● Set exercise: Count the rows below that contain the string "glass". Reply with the number only.

Pointing entries for named objects
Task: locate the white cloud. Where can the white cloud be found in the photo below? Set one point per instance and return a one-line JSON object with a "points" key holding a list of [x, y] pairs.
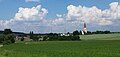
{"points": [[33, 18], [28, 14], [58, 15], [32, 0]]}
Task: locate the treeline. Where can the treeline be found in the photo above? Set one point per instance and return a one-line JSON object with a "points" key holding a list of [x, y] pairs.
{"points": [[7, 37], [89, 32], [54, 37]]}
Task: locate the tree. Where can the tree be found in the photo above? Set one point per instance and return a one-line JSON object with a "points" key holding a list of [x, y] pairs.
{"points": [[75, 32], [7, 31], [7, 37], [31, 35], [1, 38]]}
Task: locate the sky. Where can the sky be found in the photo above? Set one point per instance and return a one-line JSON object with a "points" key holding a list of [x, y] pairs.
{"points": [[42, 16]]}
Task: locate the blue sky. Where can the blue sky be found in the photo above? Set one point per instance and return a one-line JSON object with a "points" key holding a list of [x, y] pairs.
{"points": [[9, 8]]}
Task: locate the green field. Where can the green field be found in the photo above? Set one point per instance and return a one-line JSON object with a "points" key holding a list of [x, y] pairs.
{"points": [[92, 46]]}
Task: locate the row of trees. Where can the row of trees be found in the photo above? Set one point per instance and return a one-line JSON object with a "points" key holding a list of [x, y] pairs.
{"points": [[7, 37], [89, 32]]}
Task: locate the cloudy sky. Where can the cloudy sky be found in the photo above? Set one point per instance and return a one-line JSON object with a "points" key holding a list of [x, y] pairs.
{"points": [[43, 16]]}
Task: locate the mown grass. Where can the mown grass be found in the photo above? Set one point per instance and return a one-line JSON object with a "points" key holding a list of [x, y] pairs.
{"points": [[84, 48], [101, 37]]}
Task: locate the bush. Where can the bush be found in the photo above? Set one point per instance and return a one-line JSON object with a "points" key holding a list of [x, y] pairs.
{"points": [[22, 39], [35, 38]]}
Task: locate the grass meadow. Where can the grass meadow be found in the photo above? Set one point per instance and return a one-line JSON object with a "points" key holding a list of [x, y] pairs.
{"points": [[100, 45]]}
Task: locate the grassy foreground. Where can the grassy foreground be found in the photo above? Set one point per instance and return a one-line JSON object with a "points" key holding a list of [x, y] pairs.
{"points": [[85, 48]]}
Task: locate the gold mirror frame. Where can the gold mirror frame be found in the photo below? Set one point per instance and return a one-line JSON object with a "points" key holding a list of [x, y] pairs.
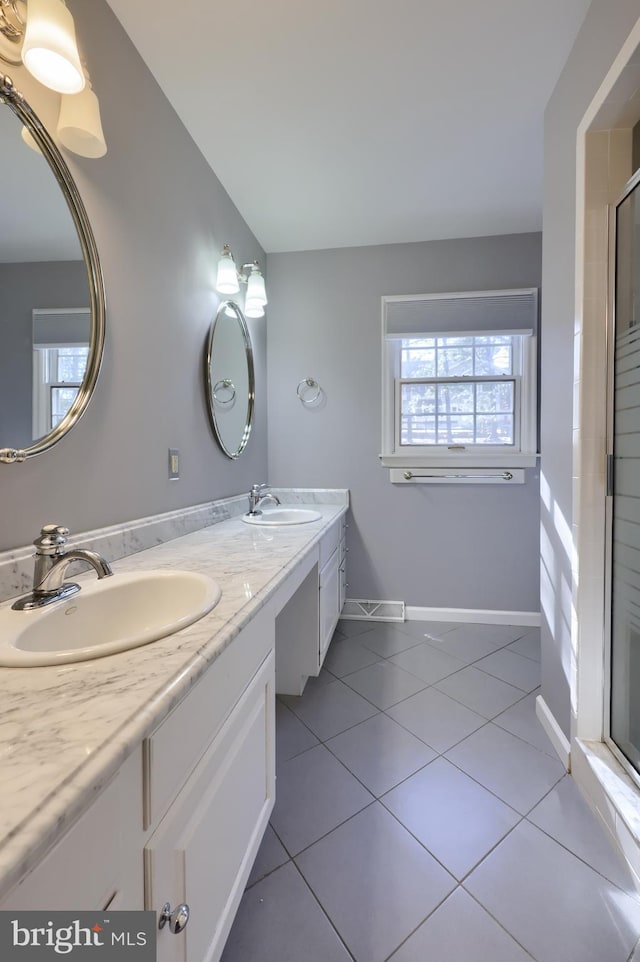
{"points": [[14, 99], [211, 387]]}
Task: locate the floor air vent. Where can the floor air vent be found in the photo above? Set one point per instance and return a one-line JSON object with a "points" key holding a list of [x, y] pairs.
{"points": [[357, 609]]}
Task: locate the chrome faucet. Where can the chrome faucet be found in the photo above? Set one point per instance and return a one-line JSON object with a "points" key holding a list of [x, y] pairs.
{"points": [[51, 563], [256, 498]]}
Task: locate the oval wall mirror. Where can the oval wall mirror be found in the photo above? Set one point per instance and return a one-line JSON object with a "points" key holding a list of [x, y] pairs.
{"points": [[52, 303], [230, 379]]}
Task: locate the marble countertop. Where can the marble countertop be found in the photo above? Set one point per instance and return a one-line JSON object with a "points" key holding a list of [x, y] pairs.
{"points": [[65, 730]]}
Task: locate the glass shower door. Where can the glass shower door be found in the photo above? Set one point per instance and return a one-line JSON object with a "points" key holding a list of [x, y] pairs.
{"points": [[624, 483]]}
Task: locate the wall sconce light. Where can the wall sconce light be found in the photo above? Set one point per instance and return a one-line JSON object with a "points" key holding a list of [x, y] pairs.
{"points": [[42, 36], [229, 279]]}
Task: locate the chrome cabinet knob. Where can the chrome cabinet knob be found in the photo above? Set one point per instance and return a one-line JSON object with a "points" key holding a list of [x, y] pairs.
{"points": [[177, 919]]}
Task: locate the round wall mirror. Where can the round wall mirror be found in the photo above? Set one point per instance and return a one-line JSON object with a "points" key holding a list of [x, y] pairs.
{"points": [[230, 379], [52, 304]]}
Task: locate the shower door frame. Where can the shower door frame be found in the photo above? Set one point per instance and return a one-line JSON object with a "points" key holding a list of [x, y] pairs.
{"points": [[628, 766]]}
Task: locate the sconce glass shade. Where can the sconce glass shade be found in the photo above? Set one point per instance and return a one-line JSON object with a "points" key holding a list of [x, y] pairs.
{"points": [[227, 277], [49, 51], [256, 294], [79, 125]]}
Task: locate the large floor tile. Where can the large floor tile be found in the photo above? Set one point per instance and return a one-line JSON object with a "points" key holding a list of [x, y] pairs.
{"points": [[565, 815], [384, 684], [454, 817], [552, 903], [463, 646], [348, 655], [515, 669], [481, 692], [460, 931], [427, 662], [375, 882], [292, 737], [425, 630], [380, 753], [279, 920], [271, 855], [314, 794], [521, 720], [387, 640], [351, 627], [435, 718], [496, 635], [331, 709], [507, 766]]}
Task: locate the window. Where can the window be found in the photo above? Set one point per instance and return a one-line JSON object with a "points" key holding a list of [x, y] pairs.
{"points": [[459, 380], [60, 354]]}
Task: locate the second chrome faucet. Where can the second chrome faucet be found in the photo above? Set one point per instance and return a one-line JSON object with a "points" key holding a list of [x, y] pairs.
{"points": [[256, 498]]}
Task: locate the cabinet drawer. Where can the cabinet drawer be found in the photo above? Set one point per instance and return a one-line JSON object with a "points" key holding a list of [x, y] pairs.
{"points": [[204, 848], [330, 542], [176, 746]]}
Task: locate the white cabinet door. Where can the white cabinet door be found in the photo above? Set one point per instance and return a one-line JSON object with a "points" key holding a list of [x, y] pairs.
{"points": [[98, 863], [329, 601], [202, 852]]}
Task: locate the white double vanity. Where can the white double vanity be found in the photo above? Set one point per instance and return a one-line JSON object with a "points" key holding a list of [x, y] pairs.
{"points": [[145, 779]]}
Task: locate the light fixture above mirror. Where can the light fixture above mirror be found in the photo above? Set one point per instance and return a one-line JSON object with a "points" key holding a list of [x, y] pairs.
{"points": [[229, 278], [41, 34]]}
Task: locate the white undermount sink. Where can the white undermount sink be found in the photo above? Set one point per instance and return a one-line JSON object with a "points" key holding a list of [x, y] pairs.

==

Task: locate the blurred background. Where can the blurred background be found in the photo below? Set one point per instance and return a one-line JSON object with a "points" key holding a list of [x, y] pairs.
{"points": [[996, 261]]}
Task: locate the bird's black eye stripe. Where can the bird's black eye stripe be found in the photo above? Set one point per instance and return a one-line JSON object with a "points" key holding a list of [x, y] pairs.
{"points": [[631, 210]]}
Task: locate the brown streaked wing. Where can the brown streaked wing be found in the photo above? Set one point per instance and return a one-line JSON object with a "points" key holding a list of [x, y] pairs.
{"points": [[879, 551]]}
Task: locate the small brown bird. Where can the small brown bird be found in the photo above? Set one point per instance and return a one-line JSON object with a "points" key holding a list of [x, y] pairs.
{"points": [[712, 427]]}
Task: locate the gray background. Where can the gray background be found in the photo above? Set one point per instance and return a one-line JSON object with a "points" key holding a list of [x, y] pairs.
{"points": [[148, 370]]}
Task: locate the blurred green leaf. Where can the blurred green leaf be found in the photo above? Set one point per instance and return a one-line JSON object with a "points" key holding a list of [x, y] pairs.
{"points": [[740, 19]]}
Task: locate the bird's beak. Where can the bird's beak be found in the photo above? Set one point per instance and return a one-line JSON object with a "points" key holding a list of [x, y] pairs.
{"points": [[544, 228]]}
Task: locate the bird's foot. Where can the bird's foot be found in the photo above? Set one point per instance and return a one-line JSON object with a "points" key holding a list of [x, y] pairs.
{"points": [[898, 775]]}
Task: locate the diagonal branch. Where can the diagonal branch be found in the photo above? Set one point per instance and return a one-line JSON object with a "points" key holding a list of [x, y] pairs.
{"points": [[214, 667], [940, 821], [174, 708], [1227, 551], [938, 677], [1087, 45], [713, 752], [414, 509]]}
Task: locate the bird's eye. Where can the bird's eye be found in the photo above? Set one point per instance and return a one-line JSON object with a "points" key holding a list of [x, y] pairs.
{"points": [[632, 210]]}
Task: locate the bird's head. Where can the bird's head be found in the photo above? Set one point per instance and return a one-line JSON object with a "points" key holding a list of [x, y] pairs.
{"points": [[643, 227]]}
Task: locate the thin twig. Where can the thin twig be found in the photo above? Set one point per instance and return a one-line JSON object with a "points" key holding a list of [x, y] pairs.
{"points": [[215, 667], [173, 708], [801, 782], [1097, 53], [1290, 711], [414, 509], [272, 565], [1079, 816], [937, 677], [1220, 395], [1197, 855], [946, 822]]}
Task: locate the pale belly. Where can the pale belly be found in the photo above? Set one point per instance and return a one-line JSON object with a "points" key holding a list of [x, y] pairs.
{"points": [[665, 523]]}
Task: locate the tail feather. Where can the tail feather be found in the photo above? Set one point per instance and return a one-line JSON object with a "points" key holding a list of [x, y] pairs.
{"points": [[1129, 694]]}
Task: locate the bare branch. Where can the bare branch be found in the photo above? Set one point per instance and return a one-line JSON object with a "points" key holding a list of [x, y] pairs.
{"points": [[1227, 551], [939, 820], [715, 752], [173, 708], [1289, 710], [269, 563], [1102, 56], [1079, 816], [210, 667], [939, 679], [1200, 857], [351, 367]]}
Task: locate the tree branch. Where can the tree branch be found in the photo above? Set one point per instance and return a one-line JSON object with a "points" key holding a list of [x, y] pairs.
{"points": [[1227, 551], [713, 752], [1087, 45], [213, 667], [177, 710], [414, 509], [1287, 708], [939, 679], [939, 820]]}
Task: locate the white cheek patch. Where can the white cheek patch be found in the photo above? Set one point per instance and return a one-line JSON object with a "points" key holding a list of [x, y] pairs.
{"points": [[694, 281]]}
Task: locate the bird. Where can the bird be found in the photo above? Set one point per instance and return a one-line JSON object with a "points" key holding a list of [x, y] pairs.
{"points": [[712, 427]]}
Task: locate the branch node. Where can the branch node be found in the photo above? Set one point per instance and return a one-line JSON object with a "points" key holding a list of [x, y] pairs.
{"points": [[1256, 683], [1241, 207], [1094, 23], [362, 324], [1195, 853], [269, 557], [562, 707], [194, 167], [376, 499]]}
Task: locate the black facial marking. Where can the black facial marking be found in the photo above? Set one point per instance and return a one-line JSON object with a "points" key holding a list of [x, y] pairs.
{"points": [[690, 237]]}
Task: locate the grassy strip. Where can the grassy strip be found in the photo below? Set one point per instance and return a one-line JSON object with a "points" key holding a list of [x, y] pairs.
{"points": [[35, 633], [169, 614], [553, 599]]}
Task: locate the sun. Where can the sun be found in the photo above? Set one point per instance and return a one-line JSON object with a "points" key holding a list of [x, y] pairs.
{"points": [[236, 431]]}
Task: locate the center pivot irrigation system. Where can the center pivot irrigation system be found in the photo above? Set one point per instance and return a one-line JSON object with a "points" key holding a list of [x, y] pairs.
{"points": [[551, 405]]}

● Exercise answer: 2